- Opening Delimiter -

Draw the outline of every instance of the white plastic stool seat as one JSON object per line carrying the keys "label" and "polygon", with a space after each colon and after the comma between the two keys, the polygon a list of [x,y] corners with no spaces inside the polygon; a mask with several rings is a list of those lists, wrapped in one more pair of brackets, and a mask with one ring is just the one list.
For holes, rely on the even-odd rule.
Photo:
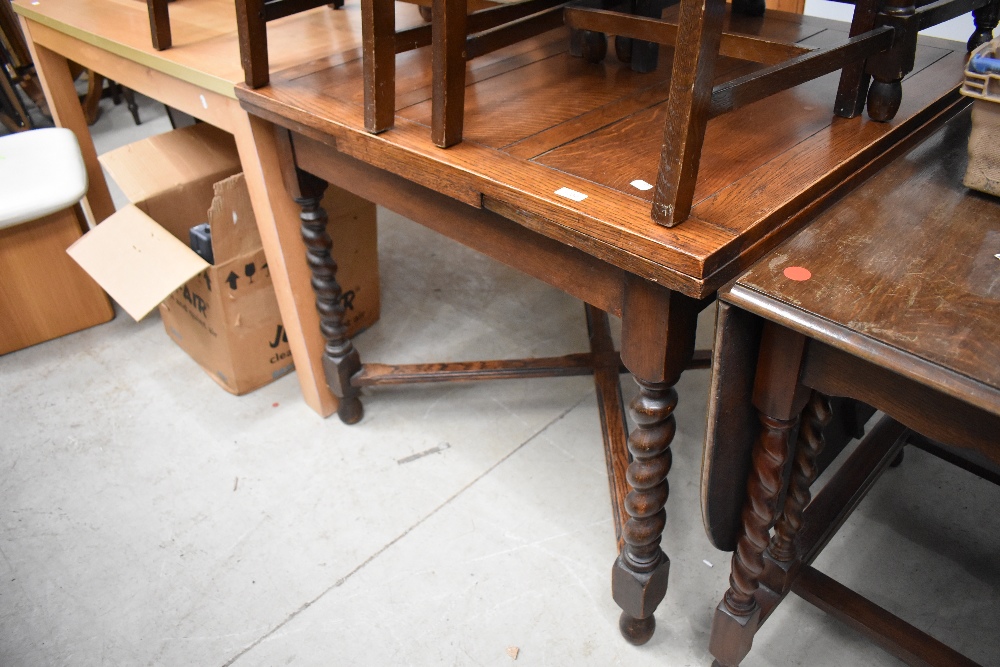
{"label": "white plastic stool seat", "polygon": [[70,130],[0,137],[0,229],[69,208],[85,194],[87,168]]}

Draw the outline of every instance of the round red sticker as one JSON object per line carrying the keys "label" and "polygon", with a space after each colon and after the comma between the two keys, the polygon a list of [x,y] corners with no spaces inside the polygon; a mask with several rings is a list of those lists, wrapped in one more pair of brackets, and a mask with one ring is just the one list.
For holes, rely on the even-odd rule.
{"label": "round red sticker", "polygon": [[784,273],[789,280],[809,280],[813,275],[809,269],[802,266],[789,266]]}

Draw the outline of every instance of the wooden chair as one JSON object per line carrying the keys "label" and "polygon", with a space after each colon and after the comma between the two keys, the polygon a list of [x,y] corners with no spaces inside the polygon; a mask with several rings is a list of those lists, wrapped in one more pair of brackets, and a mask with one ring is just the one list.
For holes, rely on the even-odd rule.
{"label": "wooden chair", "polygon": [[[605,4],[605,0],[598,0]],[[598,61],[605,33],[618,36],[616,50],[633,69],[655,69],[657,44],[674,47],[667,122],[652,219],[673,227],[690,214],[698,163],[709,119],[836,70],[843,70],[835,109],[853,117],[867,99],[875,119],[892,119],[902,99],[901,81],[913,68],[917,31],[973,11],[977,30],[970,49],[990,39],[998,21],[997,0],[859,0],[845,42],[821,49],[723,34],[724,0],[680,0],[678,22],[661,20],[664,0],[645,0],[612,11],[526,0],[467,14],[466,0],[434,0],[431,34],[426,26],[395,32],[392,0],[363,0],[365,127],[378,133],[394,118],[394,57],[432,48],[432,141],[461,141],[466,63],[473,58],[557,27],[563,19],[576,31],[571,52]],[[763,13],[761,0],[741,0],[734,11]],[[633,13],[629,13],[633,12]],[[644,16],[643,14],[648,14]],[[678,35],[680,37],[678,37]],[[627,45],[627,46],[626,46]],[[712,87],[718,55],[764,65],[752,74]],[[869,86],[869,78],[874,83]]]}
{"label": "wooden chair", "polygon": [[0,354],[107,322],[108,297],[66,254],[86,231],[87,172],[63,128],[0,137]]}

- Closing Delimiter -
- Opening Delimiter -

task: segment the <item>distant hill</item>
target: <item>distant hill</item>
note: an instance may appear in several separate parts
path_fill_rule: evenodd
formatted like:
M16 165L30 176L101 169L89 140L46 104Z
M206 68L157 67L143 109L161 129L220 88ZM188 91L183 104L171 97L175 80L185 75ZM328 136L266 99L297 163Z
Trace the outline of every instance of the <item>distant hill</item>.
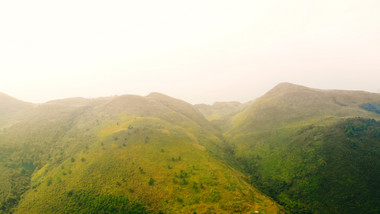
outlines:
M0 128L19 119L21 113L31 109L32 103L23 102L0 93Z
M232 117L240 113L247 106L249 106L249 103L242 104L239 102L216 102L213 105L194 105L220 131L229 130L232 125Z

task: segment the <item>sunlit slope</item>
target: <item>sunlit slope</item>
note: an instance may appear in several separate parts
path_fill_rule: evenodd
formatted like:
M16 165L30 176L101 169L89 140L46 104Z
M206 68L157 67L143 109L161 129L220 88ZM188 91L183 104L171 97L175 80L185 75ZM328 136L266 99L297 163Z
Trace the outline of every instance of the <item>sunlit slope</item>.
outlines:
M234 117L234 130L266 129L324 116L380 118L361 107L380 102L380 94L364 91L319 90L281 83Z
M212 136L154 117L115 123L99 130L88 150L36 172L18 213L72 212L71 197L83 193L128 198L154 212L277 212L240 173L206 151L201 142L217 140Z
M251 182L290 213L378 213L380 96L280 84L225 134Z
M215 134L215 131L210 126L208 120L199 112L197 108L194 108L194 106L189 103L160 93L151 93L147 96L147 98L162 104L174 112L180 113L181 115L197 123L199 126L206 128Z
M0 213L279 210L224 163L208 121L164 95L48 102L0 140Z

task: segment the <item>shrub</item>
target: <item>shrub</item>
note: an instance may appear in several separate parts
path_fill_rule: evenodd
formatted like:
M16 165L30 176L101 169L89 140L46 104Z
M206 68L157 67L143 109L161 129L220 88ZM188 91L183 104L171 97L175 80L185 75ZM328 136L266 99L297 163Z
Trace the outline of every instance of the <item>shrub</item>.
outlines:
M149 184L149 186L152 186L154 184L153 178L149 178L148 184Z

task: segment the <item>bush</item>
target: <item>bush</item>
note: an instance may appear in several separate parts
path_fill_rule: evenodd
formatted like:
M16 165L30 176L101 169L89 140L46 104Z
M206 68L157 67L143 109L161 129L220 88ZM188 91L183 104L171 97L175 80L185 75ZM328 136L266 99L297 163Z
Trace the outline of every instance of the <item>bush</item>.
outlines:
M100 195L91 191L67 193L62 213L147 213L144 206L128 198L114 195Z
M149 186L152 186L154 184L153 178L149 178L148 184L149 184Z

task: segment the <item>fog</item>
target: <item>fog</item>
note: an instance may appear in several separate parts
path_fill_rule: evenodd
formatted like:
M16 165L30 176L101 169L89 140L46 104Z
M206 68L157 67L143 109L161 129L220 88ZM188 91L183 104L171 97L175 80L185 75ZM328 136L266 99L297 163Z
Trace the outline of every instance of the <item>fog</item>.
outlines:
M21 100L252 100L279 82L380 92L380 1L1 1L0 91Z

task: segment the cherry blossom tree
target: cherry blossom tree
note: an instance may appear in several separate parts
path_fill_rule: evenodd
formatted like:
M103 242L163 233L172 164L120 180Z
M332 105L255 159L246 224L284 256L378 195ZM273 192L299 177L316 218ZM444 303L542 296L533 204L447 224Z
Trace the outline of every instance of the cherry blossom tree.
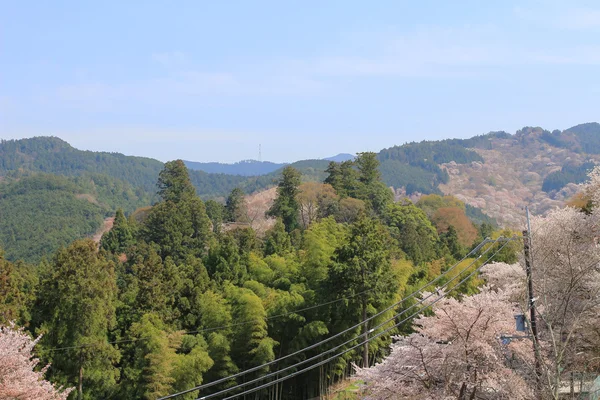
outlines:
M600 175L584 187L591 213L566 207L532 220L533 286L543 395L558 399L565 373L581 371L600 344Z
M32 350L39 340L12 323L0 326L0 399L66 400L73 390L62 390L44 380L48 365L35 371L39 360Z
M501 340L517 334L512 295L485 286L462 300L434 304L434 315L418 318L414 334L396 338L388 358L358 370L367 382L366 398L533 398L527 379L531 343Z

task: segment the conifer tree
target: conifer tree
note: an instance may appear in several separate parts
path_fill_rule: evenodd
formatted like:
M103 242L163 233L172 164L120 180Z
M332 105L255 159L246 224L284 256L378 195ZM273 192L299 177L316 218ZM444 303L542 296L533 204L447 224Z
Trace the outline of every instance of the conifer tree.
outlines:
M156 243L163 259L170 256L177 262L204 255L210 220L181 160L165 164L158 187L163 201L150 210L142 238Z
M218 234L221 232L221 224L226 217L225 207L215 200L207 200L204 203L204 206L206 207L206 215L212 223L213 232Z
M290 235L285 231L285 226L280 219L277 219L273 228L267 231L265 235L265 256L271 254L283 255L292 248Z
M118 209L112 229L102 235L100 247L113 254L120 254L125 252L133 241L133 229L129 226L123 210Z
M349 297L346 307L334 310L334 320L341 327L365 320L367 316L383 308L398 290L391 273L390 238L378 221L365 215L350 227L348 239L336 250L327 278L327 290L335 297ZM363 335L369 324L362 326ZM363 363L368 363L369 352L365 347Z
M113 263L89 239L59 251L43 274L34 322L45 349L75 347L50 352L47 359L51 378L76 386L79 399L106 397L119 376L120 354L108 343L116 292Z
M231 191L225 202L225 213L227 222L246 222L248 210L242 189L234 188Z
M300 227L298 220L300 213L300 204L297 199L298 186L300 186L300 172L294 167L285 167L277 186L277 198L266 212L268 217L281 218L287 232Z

- Closing Delimiter -

WHAT IS REQUIRED: Copy out only the lines of the records above from the one with "task: segment the <item>sunlit slope</item>" through the one with "Trace the outline of every instance of the <item>sunlit", exactly as they stand, both included.

RESPONSE:
task: segment the <item>sunlit slope</item>
target: <item>sunlit slope</item>
note: an instance may appear in several separate parts
path_fill_rule: evenodd
formatted like:
M16 165L30 176L101 169L89 140L46 104Z
M206 68L157 67L143 109L161 129L220 88ZM188 91L183 104L171 97L175 80L185 75ZM328 136L266 99L297 163Z
Trace the outline of every instance of the <item>sunlit slope</item>.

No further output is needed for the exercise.